▶ What to produce:
Please count the lines below that contain the word "table", treating uppercase and lowercase as different, and give only the number.

--- Start Exercise materials ---

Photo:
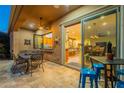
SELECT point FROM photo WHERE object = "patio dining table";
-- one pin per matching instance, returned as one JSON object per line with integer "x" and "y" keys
{"x": 106, "y": 62}
{"x": 27, "y": 56}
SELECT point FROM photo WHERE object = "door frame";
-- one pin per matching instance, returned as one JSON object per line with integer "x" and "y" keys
{"x": 95, "y": 15}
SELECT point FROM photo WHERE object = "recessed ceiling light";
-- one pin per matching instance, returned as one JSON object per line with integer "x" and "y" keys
{"x": 102, "y": 17}
{"x": 56, "y": 6}
{"x": 89, "y": 27}
{"x": 104, "y": 24}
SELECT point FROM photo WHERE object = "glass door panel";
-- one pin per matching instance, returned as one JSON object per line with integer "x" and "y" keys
{"x": 98, "y": 32}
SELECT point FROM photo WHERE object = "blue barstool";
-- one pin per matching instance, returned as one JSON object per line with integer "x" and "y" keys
{"x": 87, "y": 72}
{"x": 97, "y": 67}
{"x": 120, "y": 72}
{"x": 120, "y": 84}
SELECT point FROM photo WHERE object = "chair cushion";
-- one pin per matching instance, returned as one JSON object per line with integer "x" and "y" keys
{"x": 98, "y": 65}
{"x": 120, "y": 84}
{"x": 120, "y": 71}
{"x": 87, "y": 71}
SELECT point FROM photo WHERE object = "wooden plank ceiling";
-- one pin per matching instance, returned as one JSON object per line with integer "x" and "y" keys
{"x": 29, "y": 17}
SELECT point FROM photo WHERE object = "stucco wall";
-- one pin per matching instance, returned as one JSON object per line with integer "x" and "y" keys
{"x": 19, "y": 39}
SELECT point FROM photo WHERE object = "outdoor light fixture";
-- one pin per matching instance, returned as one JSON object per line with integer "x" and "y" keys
{"x": 102, "y": 17}
{"x": 41, "y": 25}
{"x": 89, "y": 27}
{"x": 56, "y": 6}
{"x": 104, "y": 24}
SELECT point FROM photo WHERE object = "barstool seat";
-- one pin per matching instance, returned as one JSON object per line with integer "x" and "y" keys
{"x": 87, "y": 72}
{"x": 98, "y": 67}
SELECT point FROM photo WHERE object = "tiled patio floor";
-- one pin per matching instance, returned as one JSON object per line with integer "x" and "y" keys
{"x": 55, "y": 76}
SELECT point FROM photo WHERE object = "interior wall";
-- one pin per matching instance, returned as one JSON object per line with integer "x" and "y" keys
{"x": 56, "y": 28}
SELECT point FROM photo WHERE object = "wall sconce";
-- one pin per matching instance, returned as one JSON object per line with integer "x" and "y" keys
{"x": 56, "y": 40}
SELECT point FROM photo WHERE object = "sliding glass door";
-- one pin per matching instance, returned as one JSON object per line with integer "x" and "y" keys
{"x": 98, "y": 30}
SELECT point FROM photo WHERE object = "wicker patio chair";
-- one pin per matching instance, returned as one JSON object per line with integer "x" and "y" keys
{"x": 19, "y": 65}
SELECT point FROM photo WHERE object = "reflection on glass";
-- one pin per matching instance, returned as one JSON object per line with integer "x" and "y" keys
{"x": 98, "y": 32}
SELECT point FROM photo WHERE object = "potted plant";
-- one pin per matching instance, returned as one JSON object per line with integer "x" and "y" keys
{"x": 109, "y": 51}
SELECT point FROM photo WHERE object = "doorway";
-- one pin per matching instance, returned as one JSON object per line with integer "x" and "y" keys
{"x": 73, "y": 45}
{"x": 99, "y": 30}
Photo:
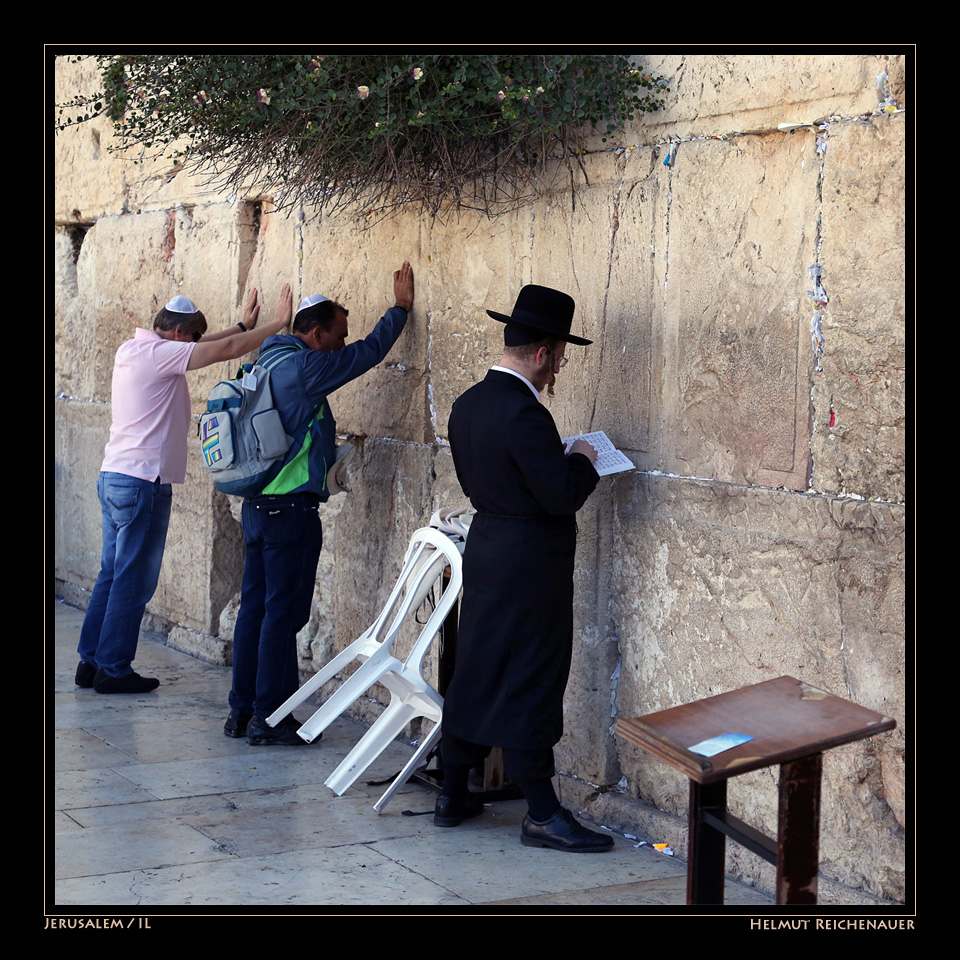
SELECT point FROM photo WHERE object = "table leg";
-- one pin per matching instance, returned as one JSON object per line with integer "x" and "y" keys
{"x": 798, "y": 831}
{"x": 707, "y": 846}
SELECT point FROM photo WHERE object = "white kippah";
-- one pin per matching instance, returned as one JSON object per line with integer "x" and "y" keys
{"x": 180, "y": 304}
{"x": 311, "y": 301}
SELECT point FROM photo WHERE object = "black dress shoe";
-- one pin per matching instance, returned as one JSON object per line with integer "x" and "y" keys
{"x": 284, "y": 734}
{"x": 236, "y": 725}
{"x": 563, "y": 832}
{"x": 448, "y": 812}
{"x": 131, "y": 683}
{"x": 85, "y": 674}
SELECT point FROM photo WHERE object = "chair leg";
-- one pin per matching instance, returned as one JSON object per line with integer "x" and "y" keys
{"x": 364, "y": 677}
{"x": 341, "y": 660}
{"x": 427, "y": 743}
{"x": 384, "y": 731}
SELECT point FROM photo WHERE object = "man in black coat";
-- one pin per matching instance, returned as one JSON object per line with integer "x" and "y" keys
{"x": 516, "y": 618}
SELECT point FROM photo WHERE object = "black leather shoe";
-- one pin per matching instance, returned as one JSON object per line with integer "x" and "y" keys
{"x": 563, "y": 832}
{"x": 284, "y": 734}
{"x": 449, "y": 812}
{"x": 236, "y": 725}
{"x": 131, "y": 683}
{"x": 85, "y": 674}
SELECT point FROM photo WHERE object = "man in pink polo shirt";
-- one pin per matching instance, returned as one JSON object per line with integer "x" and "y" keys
{"x": 146, "y": 453}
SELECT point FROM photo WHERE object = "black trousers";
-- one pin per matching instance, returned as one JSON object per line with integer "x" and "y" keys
{"x": 520, "y": 765}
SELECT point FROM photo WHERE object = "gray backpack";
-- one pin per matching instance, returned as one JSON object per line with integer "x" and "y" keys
{"x": 241, "y": 435}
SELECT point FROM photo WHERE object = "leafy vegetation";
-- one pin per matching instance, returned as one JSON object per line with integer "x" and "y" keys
{"x": 375, "y": 132}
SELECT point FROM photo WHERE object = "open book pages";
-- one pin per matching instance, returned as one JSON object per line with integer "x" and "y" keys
{"x": 609, "y": 458}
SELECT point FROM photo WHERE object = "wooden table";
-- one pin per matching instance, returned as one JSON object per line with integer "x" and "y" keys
{"x": 791, "y": 724}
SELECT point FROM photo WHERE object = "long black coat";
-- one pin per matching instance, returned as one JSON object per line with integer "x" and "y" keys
{"x": 516, "y": 617}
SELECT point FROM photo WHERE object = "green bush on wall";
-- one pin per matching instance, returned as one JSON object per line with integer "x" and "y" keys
{"x": 374, "y": 132}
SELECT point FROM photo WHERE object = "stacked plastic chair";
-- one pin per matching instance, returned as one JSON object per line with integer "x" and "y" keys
{"x": 428, "y": 556}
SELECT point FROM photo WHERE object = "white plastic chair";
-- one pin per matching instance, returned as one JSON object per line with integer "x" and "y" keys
{"x": 429, "y": 554}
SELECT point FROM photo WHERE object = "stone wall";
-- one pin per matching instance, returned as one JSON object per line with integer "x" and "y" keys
{"x": 763, "y": 532}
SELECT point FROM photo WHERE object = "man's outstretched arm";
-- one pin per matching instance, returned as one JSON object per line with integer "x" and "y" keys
{"x": 233, "y": 344}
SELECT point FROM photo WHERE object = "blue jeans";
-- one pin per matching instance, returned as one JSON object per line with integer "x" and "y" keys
{"x": 136, "y": 514}
{"x": 283, "y": 537}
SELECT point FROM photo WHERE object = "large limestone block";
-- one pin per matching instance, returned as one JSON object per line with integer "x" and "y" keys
{"x": 747, "y": 93}
{"x": 602, "y": 249}
{"x": 128, "y": 268}
{"x": 471, "y": 265}
{"x": 89, "y": 182}
{"x": 122, "y": 280}
{"x": 860, "y": 395}
{"x": 80, "y": 432}
{"x": 203, "y": 559}
{"x": 736, "y": 385}
{"x": 354, "y": 266}
{"x": 732, "y": 586}
{"x": 588, "y": 750}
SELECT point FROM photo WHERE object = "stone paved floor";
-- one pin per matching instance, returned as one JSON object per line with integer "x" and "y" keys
{"x": 154, "y": 807}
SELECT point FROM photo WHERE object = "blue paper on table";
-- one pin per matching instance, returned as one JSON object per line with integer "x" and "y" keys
{"x": 715, "y": 745}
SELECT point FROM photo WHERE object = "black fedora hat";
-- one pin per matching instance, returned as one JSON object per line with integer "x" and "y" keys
{"x": 543, "y": 311}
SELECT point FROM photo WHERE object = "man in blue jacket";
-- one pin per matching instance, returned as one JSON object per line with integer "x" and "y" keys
{"x": 281, "y": 527}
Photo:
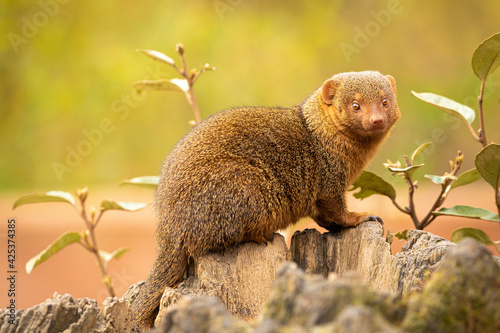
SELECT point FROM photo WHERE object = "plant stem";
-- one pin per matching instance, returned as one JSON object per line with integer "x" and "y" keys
{"x": 411, "y": 209}
{"x": 482, "y": 130}
{"x": 403, "y": 210}
{"x": 102, "y": 267}
{"x": 92, "y": 247}
{"x": 190, "y": 93}
{"x": 192, "y": 101}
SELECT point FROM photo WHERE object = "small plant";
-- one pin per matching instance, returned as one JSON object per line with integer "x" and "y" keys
{"x": 87, "y": 237}
{"x": 485, "y": 60}
{"x": 184, "y": 85}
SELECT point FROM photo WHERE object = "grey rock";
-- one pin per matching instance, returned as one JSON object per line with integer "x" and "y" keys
{"x": 200, "y": 315}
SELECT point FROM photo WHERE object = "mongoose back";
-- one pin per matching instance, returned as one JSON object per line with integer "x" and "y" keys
{"x": 244, "y": 173}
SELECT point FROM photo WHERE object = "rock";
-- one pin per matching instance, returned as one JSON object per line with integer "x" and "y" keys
{"x": 116, "y": 316}
{"x": 307, "y": 301}
{"x": 61, "y": 313}
{"x": 363, "y": 249}
{"x": 360, "y": 318}
{"x": 173, "y": 296}
{"x": 200, "y": 315}
{"x": 241, "y": 277}
{"x": 419, "y": 257}
{"x": 463, "y": 294}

--- End Exercise materials ---

▶ Exercise result:
4